Job:
Switch each "ring" in the items below to "loop" and give all of their lines again with nothing else changed. Leave the pictures out of your answer.

━━━━━━━━━━━━━━━━

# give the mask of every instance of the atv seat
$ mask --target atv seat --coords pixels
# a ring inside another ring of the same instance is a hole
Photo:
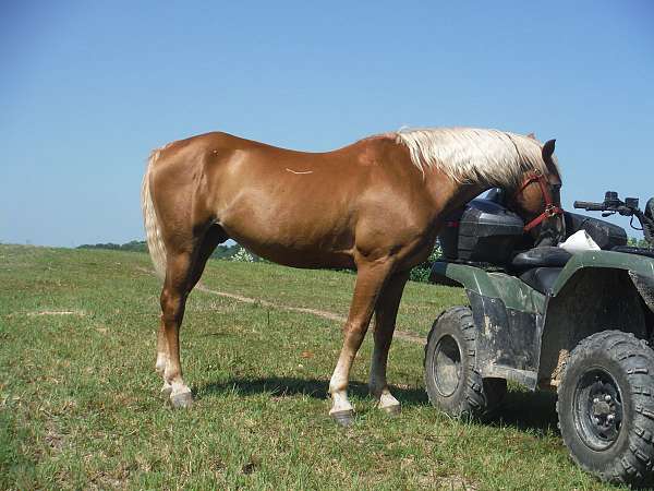
[[[520,274],[520,279],[541,294],[552,294],[559,273],[572,258],[568,251],[555,247],[542,247],[516,254],[511,270]]]
[[[511,260],[511,268],[525,272],[534,267],[564,267],[572,258],[568,251],[555,247],[542,247],[516,254]]]
[[[534,267],[520,275],[520,279],[543,295],[552,295],[552,288],[562,267]]]

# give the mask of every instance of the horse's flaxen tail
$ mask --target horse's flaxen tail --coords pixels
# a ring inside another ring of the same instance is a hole
[[[155,265],[157,276],[161,280],[166,277],[166,243],[161,237],[161,229],[157,218],[157,211],[153,203],[150,194],[150,171],[157,158],[159,158],[160,148],[153,151],[147,161],[145,176],[143,176],[143,185],[141,188],[141,209],[143,212],[143,223],[147,237],[147,249]]]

━━━━━━━━━━━━━━━━

Answer:
# give the mask of every instance of the atv seat
$ mask --target atv seat --coords pixels
# a loop inside another loop of the same instance is a hole
Photo:
[[[520,274],[520,279],[541,294],[552,294],[559,273],[572,258],[568,251],[555,247],[542,247],[516,254],[511,270]]]
[[[511,260],[511,268],[525,272],[534,267],[564,267],[572,258],[568,251],[555,247],[542,247],[516,254]]]
[[[534,267],[520,275],[520,279],[543,295],[552,295],[552,288],[562,267]]]

# give the mask of every instance of the horse's flaxen tail
$ mask --target horse's flaxen tail --coords pixels
# a loop inside another loop of the same instance is a hole
[[[155,265],[157,276],[161,280],[166,277],[166,243],[161,237],[161,229],[157,218],[157,211],[153,203],[150,194],[150,171],[157,158],[159,158],[160,148],[153,151],[147,161],[145,176],[143,176],[143,185],[141,188],[141,209],[143,212],[143,223],[147,237],[147,249]]]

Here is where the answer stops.